_Problem A:_ In the blog excerpt, rename "cars" to "trucks" in the part from "He passed above" to "it down ...", and give that part again.
_Problem B:_
Answer these questions about the blog excerpt:
(i) Whose short story contained the line about watering cars?
(ii) What is the name of the new sidebar widget?
(iii) How many words is the weekly target?
_Problem C:_ Summarize the blog excerpt in two sentences.

-- BEGIN Excerpted passage --

Tuesday, 29 September 2009

I came across this line in an Arthur Miller short story today. A boy is looking out of a train window on a hot afternoon :

He passed above a block where men were standing in driveways watering their cars as though they were hot elephants.

Isn't that just fantastic? Simple, vivid. Ooh, I wish I'd written that. How many times have I seen people - yes, usually men - washing their cars and thought nothing of it. But Miller saw this. Even in the most mundane of settings there is gold. It just needs someone to see it and to write it down ...

The Weekly Wordcountalizer

Sunday, 27 September 2009

I've added a new sidebar widget to my blog today : the Weekly Wordcountalizer. My plan is to set a weekly target of 2,500 words, and then to track my writing progress towards this each day. It's a pretty public commitment, but I think it will be beneficial to get used to meeting a regular "deadline" like this.

-- END Excerpted passage --
-- BEGIN Provided data --

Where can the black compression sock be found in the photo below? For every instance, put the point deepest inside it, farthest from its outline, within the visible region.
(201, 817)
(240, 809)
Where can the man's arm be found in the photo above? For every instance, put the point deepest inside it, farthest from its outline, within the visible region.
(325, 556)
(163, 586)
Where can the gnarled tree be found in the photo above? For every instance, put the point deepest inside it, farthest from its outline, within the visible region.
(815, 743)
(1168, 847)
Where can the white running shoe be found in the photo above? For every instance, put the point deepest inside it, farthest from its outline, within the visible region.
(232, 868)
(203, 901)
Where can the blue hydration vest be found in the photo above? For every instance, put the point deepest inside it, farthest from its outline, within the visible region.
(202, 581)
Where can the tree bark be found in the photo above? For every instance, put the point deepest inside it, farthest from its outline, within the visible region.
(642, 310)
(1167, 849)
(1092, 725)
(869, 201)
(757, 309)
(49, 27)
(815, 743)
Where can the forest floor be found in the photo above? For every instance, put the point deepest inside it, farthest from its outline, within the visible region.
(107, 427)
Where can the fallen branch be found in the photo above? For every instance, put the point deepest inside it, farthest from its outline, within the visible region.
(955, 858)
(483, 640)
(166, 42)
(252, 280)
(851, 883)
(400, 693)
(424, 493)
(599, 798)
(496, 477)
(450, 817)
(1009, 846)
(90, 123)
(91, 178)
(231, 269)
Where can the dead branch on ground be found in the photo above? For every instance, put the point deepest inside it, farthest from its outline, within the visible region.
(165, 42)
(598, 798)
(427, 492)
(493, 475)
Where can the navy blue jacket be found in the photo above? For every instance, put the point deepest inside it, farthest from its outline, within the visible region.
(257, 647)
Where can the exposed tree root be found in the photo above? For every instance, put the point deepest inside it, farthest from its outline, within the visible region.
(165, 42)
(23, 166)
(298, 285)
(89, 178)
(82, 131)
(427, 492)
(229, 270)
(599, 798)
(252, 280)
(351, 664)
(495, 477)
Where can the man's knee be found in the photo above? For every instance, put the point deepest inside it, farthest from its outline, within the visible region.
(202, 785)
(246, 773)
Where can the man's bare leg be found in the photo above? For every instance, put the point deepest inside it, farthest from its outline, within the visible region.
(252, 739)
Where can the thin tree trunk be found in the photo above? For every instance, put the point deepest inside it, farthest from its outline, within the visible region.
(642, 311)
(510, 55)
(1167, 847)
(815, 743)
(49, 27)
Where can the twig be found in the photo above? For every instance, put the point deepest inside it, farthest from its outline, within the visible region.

-- END Provided data --

_Exercise response A:_
He passed above a block where men were standing in driveways watering their trucks as though they were hot elephants.

Isn't that just fantastic? Simple, vivid. Ooh, I wish I'd written that. How many times have I seen people - yes, usually men - washing their trucks and thought nothing of it. But Miller saw this. Even in the most mundane of settings there is gold. It just needs someone to see it and to write it down ...

_Exercise response B:_
(i) Arthur Miller's.
(ii) The Weekly Wordcountalizer.
(iii) 2,500 words.

_Exercise response C:_ The writer admires a simple, vivid line from an Arthur Miller short story comparing men watering their cars to hot elephants, and sees it as proof that even the most mundane settings hold gold for someone who notices and writes it down. The writer has also added a sidebar widget, the Weekly Wordcountalizer, to track daily progress toward a weekly target of 2,500 words as a regular "deadline".